--- Begin Input data ---

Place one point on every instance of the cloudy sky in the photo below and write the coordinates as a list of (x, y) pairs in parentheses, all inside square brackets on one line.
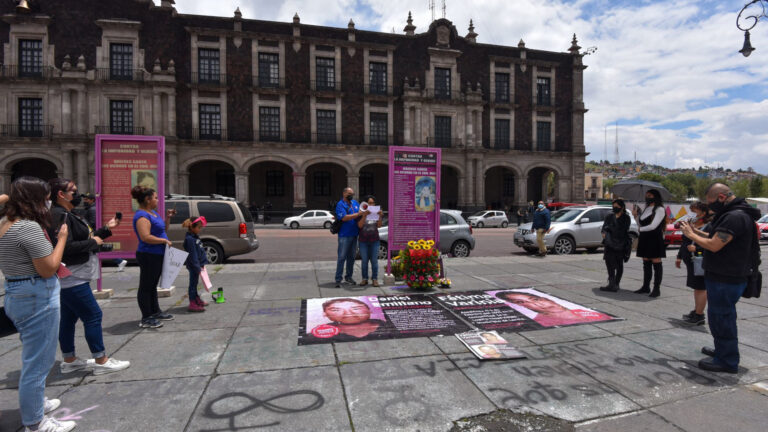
[(667, 72)]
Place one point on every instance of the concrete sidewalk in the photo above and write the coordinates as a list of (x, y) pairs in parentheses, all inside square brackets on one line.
[(238, 366)]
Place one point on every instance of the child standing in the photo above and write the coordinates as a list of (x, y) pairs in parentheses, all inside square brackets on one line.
[(196, 260)]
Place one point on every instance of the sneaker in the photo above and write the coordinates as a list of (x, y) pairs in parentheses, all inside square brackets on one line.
[(50, 424), (77, 365), (150, 323), (201, 302), (111, 365), (50, 405), (195, 307)]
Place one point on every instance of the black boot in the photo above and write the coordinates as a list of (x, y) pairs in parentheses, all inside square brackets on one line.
[(647, 274), (657, 274)]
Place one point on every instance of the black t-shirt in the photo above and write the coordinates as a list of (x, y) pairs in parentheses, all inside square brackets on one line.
[(731, 263)]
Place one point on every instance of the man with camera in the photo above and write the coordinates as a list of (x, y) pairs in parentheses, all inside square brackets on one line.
[(728, 249), (82, 266)]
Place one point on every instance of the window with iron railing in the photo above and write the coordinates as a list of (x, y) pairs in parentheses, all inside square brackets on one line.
[(208, 65), (377, 75), (121, 117), (442, 83), (210, 121), (378, 128), (325, 71), (30, 58), (269, 70), (30, 117), (326, 126), (543, 136), (269, 123), (502, 87), (120, 61)]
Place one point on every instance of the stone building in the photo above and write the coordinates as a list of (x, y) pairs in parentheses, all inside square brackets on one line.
[(286, 113)]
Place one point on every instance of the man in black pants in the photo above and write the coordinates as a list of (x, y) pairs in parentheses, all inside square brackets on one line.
[(727, 252)]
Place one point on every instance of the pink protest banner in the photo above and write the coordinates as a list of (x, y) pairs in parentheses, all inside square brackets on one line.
[(122, 162), (414, 196)]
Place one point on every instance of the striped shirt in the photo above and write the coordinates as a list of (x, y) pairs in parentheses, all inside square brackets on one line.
[(23, 242)]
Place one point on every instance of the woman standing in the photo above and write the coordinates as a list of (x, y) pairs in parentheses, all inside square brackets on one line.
[(650, 246), (369, 244), (150, 230), (685, 255), (77, 301), (29, 263), (617, 244)]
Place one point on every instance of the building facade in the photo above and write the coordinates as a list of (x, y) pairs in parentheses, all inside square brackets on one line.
[(286, 113)]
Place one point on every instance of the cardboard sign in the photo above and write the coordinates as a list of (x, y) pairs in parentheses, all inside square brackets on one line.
[(172, 264)]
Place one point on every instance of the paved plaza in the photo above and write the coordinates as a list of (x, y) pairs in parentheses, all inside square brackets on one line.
[(238, 366)]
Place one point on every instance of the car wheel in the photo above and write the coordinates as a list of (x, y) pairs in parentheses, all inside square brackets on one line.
[(460, 249), (564, 245), (382, 250), (214, 252)]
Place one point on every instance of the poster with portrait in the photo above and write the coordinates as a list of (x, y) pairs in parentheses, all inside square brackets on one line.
[(349, 319)]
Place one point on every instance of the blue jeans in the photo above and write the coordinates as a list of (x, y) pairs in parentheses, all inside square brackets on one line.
[(194, 275), (721, 308), (33, 306), (345, 253), (369, 251), (78, 303)]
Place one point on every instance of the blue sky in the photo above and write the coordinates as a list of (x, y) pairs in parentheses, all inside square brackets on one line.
[(668, 72)]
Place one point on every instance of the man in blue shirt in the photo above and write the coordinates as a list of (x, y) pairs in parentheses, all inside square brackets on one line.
[(541, 222), (347, 211)]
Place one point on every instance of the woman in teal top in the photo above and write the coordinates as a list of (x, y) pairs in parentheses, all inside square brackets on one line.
[(150, 230)]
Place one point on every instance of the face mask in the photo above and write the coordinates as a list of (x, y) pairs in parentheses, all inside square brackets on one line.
[(76, 198)]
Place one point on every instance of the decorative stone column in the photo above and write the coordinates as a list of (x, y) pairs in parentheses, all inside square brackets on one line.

--- End Input data ---

▶ [Exercise objective] Copy out the entries word for word, starting at the very first line and continuing up to and including the line with "[(647, 274), (657, 274)]", and leave the pictures out of your answer.

▶ [Solution for this task]
Place one point on every instance of the cloudy sky in the photo below and write the coordinates as a list of (x, y) pairs in parentheses, all inside square brackets on one line.
[(667, 72)]
Place one point on every instance of the concrete sidewalk in the photo above and write the coordinates as a list of (x, y) pairs in parentheses, all inside square brackets on one line.
[(238, 366)]
Place one point on every instance of the child standing in the photo above and write the coordinates as a list of (x, y) pairs in parentheses, all inside square brackets on one line.
[(196, 260)]
Place one point on every instance of the sneaker in the photo above and write the coordinates as a list of (x, y) pairs in parentheses, all inside square brackets on one line.
[(50, 424), (77, 365), (150, 323), (201, 302), (111, 365), (50, 405), (195, 307)]
Place one point on every instance of the black boot in the photo above and write the coordinates as a list of (x, y) pairs in parentheses, all inside square brackets on one line.
[(647, 274), (657, 274)]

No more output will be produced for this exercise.